-- WHAT YOU NEED TO DO --
Please replace "even-odd rule" with "even-odd fill rule" throughout the material below, leaving everything else unchanged.

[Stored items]
START

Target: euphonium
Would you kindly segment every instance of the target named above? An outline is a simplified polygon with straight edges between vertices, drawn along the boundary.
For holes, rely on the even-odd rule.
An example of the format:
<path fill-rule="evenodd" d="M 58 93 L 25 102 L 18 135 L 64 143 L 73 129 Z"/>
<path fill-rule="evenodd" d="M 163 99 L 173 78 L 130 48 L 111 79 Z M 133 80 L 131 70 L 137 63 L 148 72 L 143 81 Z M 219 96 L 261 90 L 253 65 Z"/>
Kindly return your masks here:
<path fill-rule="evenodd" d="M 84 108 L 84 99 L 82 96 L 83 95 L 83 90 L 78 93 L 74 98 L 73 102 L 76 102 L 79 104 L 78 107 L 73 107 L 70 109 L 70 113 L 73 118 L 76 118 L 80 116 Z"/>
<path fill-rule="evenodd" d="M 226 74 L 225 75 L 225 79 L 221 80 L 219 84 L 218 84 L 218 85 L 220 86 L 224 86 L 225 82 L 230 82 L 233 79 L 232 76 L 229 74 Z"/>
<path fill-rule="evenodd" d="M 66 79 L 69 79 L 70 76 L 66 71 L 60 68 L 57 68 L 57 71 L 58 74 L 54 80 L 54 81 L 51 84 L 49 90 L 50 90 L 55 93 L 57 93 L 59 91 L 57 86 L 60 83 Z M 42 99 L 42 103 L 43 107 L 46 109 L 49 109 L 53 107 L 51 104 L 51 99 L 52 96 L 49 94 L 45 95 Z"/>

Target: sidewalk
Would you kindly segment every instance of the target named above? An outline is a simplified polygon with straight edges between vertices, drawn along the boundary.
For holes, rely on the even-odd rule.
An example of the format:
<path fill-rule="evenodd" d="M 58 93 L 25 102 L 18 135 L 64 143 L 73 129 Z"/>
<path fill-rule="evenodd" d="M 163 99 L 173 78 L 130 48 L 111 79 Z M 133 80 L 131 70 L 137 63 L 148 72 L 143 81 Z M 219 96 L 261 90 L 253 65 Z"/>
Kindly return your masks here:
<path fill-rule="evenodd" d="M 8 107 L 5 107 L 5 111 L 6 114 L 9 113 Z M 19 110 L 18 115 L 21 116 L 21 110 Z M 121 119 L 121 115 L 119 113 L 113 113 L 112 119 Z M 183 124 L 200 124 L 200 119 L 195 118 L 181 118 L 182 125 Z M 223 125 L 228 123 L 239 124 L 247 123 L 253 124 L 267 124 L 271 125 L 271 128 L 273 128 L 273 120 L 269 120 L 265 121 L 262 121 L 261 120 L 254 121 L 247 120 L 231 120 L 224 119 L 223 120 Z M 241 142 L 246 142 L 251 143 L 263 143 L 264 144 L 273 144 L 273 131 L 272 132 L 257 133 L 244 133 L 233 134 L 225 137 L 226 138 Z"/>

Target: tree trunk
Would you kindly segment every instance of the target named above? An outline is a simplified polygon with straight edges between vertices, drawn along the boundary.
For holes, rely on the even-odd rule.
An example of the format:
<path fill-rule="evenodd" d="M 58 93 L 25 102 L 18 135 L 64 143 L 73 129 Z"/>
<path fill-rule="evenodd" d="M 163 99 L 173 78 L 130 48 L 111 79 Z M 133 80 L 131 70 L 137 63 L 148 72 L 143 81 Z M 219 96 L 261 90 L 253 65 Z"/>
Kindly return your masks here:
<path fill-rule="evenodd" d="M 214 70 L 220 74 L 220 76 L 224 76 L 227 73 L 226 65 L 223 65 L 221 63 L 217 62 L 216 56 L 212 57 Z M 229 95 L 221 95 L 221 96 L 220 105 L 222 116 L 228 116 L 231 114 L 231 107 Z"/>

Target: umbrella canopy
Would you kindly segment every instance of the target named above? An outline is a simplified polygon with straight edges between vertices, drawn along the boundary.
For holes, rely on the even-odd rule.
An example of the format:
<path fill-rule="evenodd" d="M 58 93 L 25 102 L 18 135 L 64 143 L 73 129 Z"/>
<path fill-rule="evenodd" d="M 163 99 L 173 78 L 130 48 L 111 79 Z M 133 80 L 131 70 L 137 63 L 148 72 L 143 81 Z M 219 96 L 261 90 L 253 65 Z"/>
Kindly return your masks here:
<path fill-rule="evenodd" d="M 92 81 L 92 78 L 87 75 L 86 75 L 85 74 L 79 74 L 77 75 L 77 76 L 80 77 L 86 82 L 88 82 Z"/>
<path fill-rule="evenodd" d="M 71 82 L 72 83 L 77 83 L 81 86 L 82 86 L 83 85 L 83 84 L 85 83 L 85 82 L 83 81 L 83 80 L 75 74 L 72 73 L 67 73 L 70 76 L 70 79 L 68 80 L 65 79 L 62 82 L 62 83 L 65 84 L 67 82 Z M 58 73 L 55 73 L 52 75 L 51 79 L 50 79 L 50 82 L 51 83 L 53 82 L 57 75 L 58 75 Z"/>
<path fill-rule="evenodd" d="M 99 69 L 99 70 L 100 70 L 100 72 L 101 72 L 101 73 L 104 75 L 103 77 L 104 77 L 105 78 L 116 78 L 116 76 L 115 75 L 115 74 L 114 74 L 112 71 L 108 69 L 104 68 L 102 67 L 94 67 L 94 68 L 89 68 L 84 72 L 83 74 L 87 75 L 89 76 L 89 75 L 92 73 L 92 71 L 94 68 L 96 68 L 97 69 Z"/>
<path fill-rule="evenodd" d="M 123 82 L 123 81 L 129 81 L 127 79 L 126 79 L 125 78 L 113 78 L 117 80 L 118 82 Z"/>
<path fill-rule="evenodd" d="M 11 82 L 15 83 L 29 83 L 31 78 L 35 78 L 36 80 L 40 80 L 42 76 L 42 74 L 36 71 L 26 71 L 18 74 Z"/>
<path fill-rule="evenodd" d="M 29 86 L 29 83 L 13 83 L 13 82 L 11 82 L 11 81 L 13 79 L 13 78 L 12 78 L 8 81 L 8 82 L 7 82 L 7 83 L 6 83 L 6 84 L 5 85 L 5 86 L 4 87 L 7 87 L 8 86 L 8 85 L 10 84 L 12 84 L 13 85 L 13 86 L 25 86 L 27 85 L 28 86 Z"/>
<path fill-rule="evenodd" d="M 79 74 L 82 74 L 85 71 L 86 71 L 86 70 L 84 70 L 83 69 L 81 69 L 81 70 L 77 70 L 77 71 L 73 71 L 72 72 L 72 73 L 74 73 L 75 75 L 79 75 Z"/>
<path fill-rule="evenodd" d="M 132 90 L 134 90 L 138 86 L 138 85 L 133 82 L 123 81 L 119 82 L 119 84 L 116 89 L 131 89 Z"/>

END

-- EXERCISE SOLUTION --
Target: euphonium
Would you kindly segment every instance of the target named above? An outline is a simplified polygon with straight edges between vertices, drawn along the boundary.
For holes, rely on the even-odd fill rule.
An example of the format:
<path fill-rule="evenodd" d="M 58 93 L 25 102 L 18 135 L 64 143 L 73 129 Z"/>
<path fill-rule="evenodd" d="M 163 99 L 173 78 L 130 48 L 111 79 Z M 133 80 L 131 70 L 137 63 L 148 72 L 143 81 Z M 219 96 L 261 90 L 253 65 Z"/>
Kindly return your masks here:
<path fill-rule="evenodd" d="M 84 108 L 84 99 L 82 96 L 83 95 L 83 90 L 78 93 L 74 98 L 73 102 L 76 102 L 79 104 L 78 107 L 73 107 L 70 109 L 70 113 L 73 118 L 76 118 L 80 116 Z"/>
<path fill-rule="evenodd" d="M 226 74 L 225 75 L 225 79 L 221 80 L 219 84 L 218 84 L 218 85 L 220 86 L 224 86 L 225 82 L 230 82 L 233 79 L 232 76 L 229 74 Z"/>
<path fill-rule="evenodd" d="M 66 79 L 69 79 L 70 76 L 66 71 L 60 68 L 57 68 L 57 71 L 58 74 L 54 80 L 54 81 L 51 84 L 49 90 L 50 90 L 55 93 L 57 93 L 59 91 L 57 86 L 60 83 Z M 42 99 L 42 103 L 43 107 L 46 109 L 49 109 L 53 107 L 51 104 L 51 99 L 52 96 L 49 94 L 45 95 Z"/>

Target: sidewalk
Would you kindly segment every instance of the target named above? An outline is a simplified polygon with straight edges between vertices, drawn along the boundary.
For holes, rely on the even-odd fill rule.
An example of the format:
<path fill-rule="evenodd" d="M 58 93 L 25 102 L 18 135 L 64 143 L 73 129 Z"/>
<path fill-rule="evenodd" d="M 163 99 L 173 78 L 130 48 L 111 79 Z M 133 80 L 131 70 L 137 63 L 148 72 L 143 81 Z M 219 96 L 261 90 L 253 65 Z"/>
Kindly return your masks here:
<path fill-rule="evenodd" d="M 8 107 L 5 107 L 5 111 L 6 114 L 9 113 Z M 19 110 L 18 115 L 21 116 L 21 110 Z M 121 119 L 121 115 L 119 113 L 113 113 L 112 119 Z M 183 124 L 200 124 L 200 119 L 195 118 L 181 118 L 182 125 Z M 223 125 L 228 123 L 239 124 L 247 123 L 253 124 L 267 124 L 271 125 L 271 128 L 273 128 L 273 120 L 269 120 L 265 121 L 262 121 L 261 120 L 254 121 L 247 120 L 231 120 L 224 119 L 223 120 Z M 241 142 L 246 142 L 251 143 L 263 143 L 264 144 L 273 144 L 273 131 L 272 132 L 257 133 L 244 133 L 233 134 L 225 137 L 226 138 Z"/>

Target: tree trunk
Would you kindly segment every instance of the target named above? An outline is a simplified polygon with straight edges between vertices, drawn along the boundary.
For holes, rely on the even-odd fill rule.
An example of the format:
<path fill-rule="evenodd" d="M 58 93 L 25 102 L 18 135 L 64 143 L 73 129 Z"/>
<path fill-rule="evenodd" d="M 163 99 L 173 78 L 130 48 L 111 79 Z M 133 80 L 131 70 L 137 63 L 148 72 L 143 81 Z M 219 96 L 261 90 L 253 65 Z"/>
Kindly return your masks here:
<path fill-rule="evenodd" d="M 214 70 L 220 74 L 220 76 L 224 76 L 227 73 L 226 65 L 223 65 L 221 63 L 217 62 L 216 56 L 212 57 Z M 229 95 L 221 95 L 221 96 L 220 105 L 222 116 L 228 116 L 231 114 L 231 107 Z"/>

Target: umbrella canopy
Would you kindly segment every instance of the target named above? An outline is a simplified polygon with straight edges between vertices, drawn along the boundary.
For holes, rely on the even-odd fill rule.
An example of the format:
<path fill-rule="evenodd" d="M 58 93 L 25 102 L 18 135 L 64 143 L 73 129 Z"/>
<path fill-rule="evenodd" d="M 163 99 L 173 78 L 130 48 L 111 79 Z M 133 80 L 131 70 L 137 63 L 148 72 L 143 81 Z M 219 96 L 261 90 L 253 65 Z"/>
Kindly return your masks here:
<path fill-rule="evenodd" d="M 92 81 L 92 78 L 87 75 L 86 75 L 85 74 L 79 74 L 77 75 L 77 76 L 80 77 L 86 82 L 88 82 Z"/>
<path fill-rule="evenodd" d="M 71 82 L 72 83 L 77 83 L 81 86 L 82 86 L 83 85 L 83 84 L 85 83 L 85 82 L 83 81 L 83 80 L 75 74 L 72 73 L 67 73 L 70 76 L 70 79 L 68 80 L 65 79 L 62 82 L 62 83 L 65 84 L 67 82 Z M 58 73 L 55 73 L 52 75 L 51 79 L 50 79 L 50 82 L 51 83 L 53 82 L 57 75 L 58 75 Z"/>
<path fill-rule="evenodd" d="M 99 69 L 99 70 L 100 70 L 100 72 L 101 72 L 101 73 L 104 75 L 103 77 L 104 77 L 105 78 L 116 78 L 116 76 L 115 75 L 115 74 L 114 74 L 112 71 L 108 69 L 104 68 L 102 67 L 94 67 L 94 68 L 89 68 L 84 72 L 83 74 L 87 75 L 89 76 L 89 75 L 92 73 L 92 71 L 94 68 L 96 68 L 97 69 Z"/>
<path fill-rule="evenodd" d="M 123 82 L 123 81 L 129 81 L 127 79 L 126 79 L 125 78 L 113 78 L 117 80 L 118 82 Z"/>
<path fill-rule="evenodd" d="M 11 82 L 15 83 L 29 83 L 31 78 L 35 78 L 36 80 L 40 80 L 42 76 L 42 74 L 36 71 L 26 71 L 18 74 Z"/>
<path fill-rule="evenodd" d="M 29 86 L 29 83 L 13 83 L 13 82 L 11 82 L 11 81 L 13 79 L 13 78 L 12 78 L 8 81 L 8 82 L 7 82 L 7 83 L 6 83 L 6 84 L 5 85 L 5 86 L 4 87 L 7 87 L 8 86 L 8 85 L 10 84 L 12 84 L 13 85 L 13 86 L 25 86 L 27 85 L 28 86 Z"/>
<path fill-rule="evenodd" d="M 79 74 L 82 74 L 85 71 L 86 71 L 86 70 L 84 70 L 83 69 L 81 69 L 81 70 L 77 70 L 77 71 L 73 71 L 72 72 L 72 73 L 74 73 L 75 75 L 79 75 Z"/>
<path fill-rule="evenodd" d="M 132 90 L 134 90 L 138 86 L 138 85 L 133 82 L 123 81 L 119 82 L 119 84 L 116 89 L 131 89 Z"/>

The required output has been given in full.